[Source document]
⟨

📹 Intelligent CCTV for Port Safety

1. Background of Development

Recently, CCTV-related technologies have been used in various ways in our daily lives, such as security and safety accident prevention. However, traditional CCTV cameras record more unnecessary information than is needed when a problem occurs. In addition, it is difficult to fully recognize and judge the site only with existing CCTV cameras. The Korea Safety and Health Agency announced that six deaths occurred every year at domestic ports during 2011-2021. It shows the limitations that existing CCTV cameras cannot solve safety accidents and human casualties in domestic ports. In order to solve these limitations, I devised ""Intelligent CCTV for Port Safety & Real-Time Information Provision System" that can quickly and accurately respond to dangerous situations while checking the site in real time.

2. Project Introduction

The project used a variety of object detection and action recognition models based on traditional computer vision technique and deep neural network.
Based on the various deep learning models mentioned above, the following algorithms are implemented :
- Region of Interest (ROI)
  - Regions of interest (ROI) means a meaningful and important regions in an images.
  - The ROI algorithm is implemented based on a binary mask, one of image processing techniques.
  - In the mask image, pixels that belong to the ROI are set to 1 and pixels outside the ROI are set to 0.
- DeepSort
  - DeepSort is the tracking algorithm which tracks objects not only based on the velocity and motion of the object but also the appearance of the object.
- Measuring Distance Between Objects
  - The algorithm detects and analyzes low-risk and high-risk state by measuring the distance between the bounding box centers of objects.
  - When measuring distance, measure the distance between all objects detected in the image by reflecting the characteristics of a complete graph.
- Time Series Data Analysis
  - This algorithm detects and analyzes time series data using a queue, and its contents are as follows :
    1. If the data recognized through the action recognition model is judged to be abnormal behavior, the penalty score is sequentially stored in the queue, which is a linear data structure. (Conversely, if the recognized data is judged to be normal behavior, the advantage score is stored.)
    2. At the same time, scores, which are time series data previously stored in the queue, are deleted from the queue by the FIFO (First In First Out) method of the queue.
    3. By analyzing the sum of the scores in the queue in real time, if the value is an outlier, it is judged that it is currently a very dangerous situation.
Through the algorithms mentioned above, the following events are detected and analyzed :
- Intrusion and Loitering
- Risk of Access to Restricted Areas
- Risk of Collision Between Workers
- Risk of Not Wearing Worker Safety Equipment
- Fire Accident
- Act of Smoking
- Act of Falling
- Act of Violence
The analyzed information is stored in the database, and the administrator can quickly identify the current situation through text and graph-type information provided in real time.
- The information can be checked not only on PC but also on smartphone.
If these functions are applied to the integrated control center in the port, a smart port monitoring system capable of efficient management and operation can be established.

3. Main Function

Region of Interest (ROI)

⟩

[Dataset records]
⟨

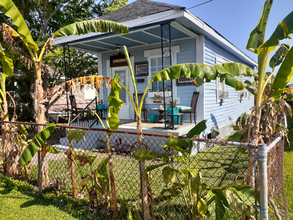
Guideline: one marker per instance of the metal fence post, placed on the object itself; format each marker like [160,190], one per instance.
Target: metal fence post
[263,185]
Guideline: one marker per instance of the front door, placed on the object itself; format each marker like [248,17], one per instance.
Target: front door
[123,78]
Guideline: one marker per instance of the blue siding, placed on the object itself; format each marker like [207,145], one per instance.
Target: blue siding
[187,54]
[216,113]
[219,113]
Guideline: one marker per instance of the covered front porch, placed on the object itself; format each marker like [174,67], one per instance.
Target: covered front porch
[152,46]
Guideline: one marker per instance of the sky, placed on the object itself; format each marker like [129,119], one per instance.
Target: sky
[235,19]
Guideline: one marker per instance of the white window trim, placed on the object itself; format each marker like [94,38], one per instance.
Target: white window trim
[130,89]
[156,53]
[219,61]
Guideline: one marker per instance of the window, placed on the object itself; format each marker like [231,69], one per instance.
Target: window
[222,95]
[154,58]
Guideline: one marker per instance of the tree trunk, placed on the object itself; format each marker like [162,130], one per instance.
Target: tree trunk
[112,178]
[6,141]
[71,170]
[40,118]
[142,173]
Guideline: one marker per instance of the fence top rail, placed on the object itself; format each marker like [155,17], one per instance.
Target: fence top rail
[211,141]
[273,144]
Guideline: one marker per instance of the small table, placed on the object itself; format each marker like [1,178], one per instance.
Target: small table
[172,118]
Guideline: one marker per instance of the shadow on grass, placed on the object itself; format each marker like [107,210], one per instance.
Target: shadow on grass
[77,208]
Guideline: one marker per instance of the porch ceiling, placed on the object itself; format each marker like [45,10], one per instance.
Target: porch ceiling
[136,37]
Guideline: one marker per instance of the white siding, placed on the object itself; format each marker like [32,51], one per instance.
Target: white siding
[219,113]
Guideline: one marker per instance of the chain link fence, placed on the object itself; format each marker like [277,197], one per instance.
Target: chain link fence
[185,178]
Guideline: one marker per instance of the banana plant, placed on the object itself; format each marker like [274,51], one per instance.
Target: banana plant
[187,182]
[8,68]
[201,73]
[33,57]
[38,144]
[113,122]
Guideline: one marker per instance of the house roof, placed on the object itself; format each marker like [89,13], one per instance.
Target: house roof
[138,9]
[144,17]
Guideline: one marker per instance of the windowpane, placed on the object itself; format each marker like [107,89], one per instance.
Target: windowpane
[156,66]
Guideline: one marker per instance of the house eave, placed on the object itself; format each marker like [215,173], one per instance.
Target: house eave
[183,17]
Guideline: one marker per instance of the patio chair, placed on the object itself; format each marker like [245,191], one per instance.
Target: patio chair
[143,109]
[193,106]
[74,110]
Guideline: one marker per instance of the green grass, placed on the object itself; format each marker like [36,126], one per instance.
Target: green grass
[19,201]
[219,166]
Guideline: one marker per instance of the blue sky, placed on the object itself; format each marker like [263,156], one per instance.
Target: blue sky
[235,19]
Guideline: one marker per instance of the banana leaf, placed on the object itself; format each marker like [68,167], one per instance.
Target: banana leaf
[115,104]
[257,36]
[10,10]
[91,26]
[7,63]
[283,76]
[227,71]
[283,30]
[36,144]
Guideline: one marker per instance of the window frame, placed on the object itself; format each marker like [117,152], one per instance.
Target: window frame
[156,53]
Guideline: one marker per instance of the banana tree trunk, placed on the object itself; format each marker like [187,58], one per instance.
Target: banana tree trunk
[6,140]
[40,109]
[142,173]
[112,178]
[72,173]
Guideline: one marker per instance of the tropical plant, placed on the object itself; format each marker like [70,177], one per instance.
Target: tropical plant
[187,182]
[7,68]
[78,135]
[201,73]
[39,144]
[113,122]
[33,58]
[97,183]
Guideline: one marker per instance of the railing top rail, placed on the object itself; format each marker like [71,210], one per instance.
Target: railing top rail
[211,141]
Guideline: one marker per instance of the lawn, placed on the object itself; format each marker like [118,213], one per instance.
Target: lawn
[19,200]
[219,166]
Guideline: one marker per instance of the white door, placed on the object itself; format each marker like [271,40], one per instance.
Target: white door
[123,78]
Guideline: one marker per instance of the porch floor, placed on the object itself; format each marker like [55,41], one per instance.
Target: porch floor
[149,127]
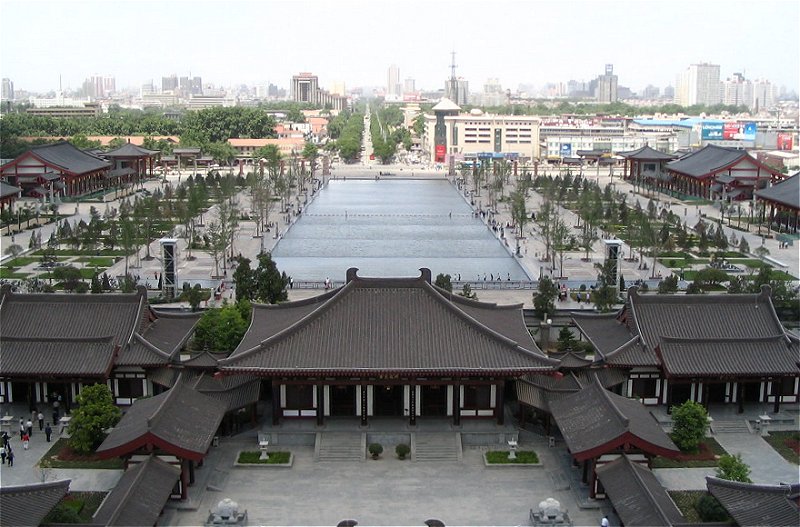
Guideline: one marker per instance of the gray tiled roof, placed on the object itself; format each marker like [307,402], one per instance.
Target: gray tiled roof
[181,421]
[776,355]
[753,505]
[140,495]
[70,316]
[646,154]
[595,418]
[130,150]
[786,192]
[702,316]
[637,496]
[707,160]
[36,357]
[389,325]
[29,504]
[69,158]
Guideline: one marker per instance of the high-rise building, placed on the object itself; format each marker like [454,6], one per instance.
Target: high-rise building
[607,86]
[698,84]
[393,82]
[7,90]
[169,83]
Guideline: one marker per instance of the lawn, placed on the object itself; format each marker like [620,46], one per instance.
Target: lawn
[500,457]
[61,455]
[275,458]
[706,457]
[786,444]
[75,507]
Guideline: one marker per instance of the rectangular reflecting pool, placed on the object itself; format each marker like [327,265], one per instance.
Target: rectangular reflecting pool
[392,228]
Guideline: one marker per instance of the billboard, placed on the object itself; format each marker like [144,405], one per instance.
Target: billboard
[735,131]
[711,131]
[785,141]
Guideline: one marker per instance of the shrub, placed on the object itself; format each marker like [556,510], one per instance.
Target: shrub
[375,449]
[731,467]
[402,450]
[690,421]
[710,510]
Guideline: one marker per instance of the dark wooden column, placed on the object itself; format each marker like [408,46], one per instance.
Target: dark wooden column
[412,405]
[320,404]
[276,403]
[364,398]
[499,403]
[457,403]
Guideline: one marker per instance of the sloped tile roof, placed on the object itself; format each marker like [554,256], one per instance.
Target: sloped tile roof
[69,158]
[36,357]
[71,316]
[637,496]
[130,150]
[594,421]
[787,192]
[389,325]
[753,505]
[29,504]
[646,154]
[776,355]
[181,421]
[707,160]
[140,495]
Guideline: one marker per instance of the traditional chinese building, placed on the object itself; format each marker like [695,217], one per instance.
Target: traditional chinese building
[705,348]
[56,169]
[387,347]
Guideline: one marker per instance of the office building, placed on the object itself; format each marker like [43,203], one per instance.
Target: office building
[606,91]
[698,84]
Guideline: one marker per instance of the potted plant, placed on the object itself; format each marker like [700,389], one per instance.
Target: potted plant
[375,449]
[402,450]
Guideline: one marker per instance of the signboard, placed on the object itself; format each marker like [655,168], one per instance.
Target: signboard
[712,131]
[441,150]
[784,141]
[734,131]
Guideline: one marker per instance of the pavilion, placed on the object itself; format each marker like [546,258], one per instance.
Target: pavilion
[784,203]
[180,423]
[706,348]
[716,172]
[56,169]
[391,347]
[598,425]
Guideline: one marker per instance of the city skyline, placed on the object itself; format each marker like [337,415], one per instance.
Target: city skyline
[349,42]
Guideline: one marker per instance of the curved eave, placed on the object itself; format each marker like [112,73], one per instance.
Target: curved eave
[625,441]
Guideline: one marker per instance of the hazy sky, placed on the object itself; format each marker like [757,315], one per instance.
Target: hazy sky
[256,42]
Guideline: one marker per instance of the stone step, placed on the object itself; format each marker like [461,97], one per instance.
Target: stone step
[437,447]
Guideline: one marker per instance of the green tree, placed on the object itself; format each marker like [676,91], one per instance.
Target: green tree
[270,283]
[443,281]
[689,425]
[95,413]
[220,329]
[544,299]
[732,468]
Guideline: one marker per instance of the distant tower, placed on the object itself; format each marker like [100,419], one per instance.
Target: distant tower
[169,270]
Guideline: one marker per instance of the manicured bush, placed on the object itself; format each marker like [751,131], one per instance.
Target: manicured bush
[402,450]
[689,425]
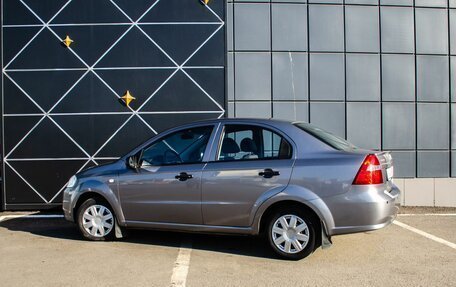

⟩

[Problems and tasks]
**a)** Answer these questions from the document on intelligent CCTV for port safety, one line per answer, marked the same way:
(i) How many deaths occurred each year at domestic ports during 2011-2021, according to the Korea Safety and Health Agency?
(ii) In the ROI mask image, what value is given to pixels outside the ROI?
(iii) By what method are previously stored scores deleted from the queue?
**b)** Write the next part of the document on intelligent CCTV for port safety, starting after its final heading, "Region of Interest (ROI)".

[Expected outputs]
**a)**
(i) Six.
(ii) 0.
(iii) The FIFO (First In First Out) method.

**b)**
- The administrator can set the ROI to a rectangle or polygon shape by dragging or clicking the mouse.
- Object detection is processed only within the Red ROI Border.
  - Green ROI Border : Specify
  - Yellow ROI Border : Modify
  - Red ROI Border : Setup Complete
- Through this, the administrator can improve the processing speed and accuracy of object detection by removing unnecessary areas from the image.
Intrusion and Loitering
- The object detection model detects human intrusion, and if the intruder stays for a long time, it is judged that intruder is loitering.
  - Intruder : The 'Intrusion' text is displayed in green at the top of the bounding box.
  - Loiterer : The 'Pedestrian loitering' text is displayed in purple at the top of the bounding box.
- Even if the intruder and loiterer appear again after being covered by another object or going out of the video, they are recognized as the same person because the DeepSort algorithm has been applied.
  - First, when an intruder appears, the intruder is given a unique ID number, and the intruder's information is stored in the database with the ID number.
  - When the intruder reappears, it is recognized as the same person by the DeepSort algorithm and given the unique ID number previously given.
  - It then applies the previous information about the intruder by querying the unique ID number from the database.
- Through this, the administrator can individually detect and analyze whether many people in the port are intruding and loitering.
Risk of Access to Restricted Areas
- The administrator can set the restricted area to a rectangle shape by dragging the mouse.
  - When the restricted area setting is completed, the restricted area is displayed as a white bounding box.
- Based on the algorithm of Measuring Distance Between Objects, when a person approaches the restricted area, a warning or danger message is sent to the administrator.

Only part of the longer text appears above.